▶ JOB
Copy the forum post on event-driven task simulation word for word, starting at "1.9k views Asked" and continuing up to and including "as they finish.".

▶ SOURCE EXCERPT
────────
Event driven simulation using priority queue implemented with binary heap

1.9k views Asked by At

I need to simulate the execution of a set of tasks that are given. This means that you need to keep track of which tasks are active at any given point in time, and remove them from the active list as they finish.

I need to use priority queue for this problem, to be implemented using binary heap.

The input consists of a set of tasks given in increasing order of start time, and each task has a certain duration associated. The first line is number of tasks, for example

3
2 5
4 23
7 4

This means that there are 3 tasks. The first one starts at time 2, and ends at 7 (2+5). Second starts at 4, ends at 27. Third starts at 7, ends at 11.

We can keep track of number of active tasks:

Time       #tasks
0 - 2        0
2 - 4        1
4 - 11       2
11 - 27      1

I need to find:

  1. Max number of active tasks at any given time (2 in this case) and
  2. Average number of active tasks over the entire duration computed here as :

[ 0*(2-0) + 1*(4-2) + 2*(11-4) + 1*(27-11) ] / 27

I've written the following code to read in the time values into a structure:

#include "stdio.h"
#include "stdlib.h"

typedef struct
{
    long int start;
    long int end;
    int dur;
} task;

int main()
{
    long int num_tasks;
    scanf("%ld",&num_tasks);
    task *t = new task[num_tasks];
    for (int i=0;i<num_tasks;i++)
    {
        scanf("%ld %d",&t[i].start,&t[i].dur);
        t[i].end = t[i].start + t[i].dur;
    }
}

I would like to understand how this can be implemented as a heap priority queue and to obtain the necessary outputs from the heap.
────────
▶ DATASET

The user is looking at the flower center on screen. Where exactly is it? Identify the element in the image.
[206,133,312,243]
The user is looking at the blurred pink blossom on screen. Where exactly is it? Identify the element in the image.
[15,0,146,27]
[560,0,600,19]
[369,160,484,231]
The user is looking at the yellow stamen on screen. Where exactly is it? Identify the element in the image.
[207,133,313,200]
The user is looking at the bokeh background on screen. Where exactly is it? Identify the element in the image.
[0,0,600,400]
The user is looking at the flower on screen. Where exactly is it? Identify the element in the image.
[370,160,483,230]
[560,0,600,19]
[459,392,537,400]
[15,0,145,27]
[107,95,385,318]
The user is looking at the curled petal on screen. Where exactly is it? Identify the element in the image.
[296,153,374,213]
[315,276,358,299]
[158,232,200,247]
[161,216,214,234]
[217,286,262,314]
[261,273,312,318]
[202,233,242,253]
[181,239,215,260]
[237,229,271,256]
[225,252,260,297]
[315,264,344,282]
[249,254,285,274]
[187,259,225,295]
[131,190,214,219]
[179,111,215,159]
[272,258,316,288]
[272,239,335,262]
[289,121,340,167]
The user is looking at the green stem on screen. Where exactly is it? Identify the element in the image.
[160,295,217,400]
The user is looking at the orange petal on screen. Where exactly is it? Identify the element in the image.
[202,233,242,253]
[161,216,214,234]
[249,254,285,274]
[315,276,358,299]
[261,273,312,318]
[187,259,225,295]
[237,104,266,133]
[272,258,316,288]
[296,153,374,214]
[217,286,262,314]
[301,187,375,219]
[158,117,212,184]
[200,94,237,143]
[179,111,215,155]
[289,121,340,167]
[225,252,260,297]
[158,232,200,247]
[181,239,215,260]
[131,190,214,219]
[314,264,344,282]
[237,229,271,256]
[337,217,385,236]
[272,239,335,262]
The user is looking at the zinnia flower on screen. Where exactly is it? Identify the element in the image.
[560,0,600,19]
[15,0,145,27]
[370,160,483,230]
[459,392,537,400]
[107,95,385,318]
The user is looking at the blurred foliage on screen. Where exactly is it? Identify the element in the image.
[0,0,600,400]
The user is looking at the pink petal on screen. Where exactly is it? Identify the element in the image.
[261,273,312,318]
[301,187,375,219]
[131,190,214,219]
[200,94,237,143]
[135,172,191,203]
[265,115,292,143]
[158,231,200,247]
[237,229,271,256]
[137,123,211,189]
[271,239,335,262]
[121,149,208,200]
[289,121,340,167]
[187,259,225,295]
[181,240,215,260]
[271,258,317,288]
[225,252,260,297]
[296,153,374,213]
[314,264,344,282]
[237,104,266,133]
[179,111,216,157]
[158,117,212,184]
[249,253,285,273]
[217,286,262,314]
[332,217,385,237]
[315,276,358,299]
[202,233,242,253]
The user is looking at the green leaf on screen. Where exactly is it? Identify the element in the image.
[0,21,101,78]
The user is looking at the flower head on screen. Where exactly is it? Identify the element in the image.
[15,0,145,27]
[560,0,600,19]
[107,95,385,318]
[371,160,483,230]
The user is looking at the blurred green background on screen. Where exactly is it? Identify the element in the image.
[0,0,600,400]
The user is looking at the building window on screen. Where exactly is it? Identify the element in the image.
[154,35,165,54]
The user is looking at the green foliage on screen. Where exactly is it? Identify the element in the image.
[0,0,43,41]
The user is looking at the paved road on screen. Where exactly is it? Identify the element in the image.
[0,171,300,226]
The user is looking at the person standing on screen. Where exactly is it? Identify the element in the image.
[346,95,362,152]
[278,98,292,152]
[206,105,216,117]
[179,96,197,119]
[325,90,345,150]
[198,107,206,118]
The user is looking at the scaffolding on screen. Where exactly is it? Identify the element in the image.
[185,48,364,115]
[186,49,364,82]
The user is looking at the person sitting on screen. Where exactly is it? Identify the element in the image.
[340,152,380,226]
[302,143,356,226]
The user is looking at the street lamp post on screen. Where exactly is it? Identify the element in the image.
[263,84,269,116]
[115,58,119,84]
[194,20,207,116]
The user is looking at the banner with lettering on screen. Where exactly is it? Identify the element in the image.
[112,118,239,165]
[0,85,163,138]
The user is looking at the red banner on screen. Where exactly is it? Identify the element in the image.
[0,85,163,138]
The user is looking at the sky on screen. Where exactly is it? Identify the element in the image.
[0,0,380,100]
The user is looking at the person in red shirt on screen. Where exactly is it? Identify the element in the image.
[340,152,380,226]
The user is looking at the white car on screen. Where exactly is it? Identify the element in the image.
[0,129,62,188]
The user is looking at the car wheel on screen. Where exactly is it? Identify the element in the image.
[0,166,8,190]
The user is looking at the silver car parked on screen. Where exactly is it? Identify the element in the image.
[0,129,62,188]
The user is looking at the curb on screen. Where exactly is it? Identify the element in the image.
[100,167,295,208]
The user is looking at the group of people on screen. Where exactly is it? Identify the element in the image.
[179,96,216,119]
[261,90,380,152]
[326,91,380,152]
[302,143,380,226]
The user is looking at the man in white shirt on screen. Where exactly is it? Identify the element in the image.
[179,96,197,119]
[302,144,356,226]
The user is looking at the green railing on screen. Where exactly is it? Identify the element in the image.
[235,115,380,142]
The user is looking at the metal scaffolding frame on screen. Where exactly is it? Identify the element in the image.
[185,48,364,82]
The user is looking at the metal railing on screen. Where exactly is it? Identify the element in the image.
────────
▶ CORRECT RESPONSE
1.9k views Asked by At

I need to simulate the execution of a set of tasks that are given. This means that you need to keep track of which tasks are active at any given point in time, and remove them from the active list as they finish.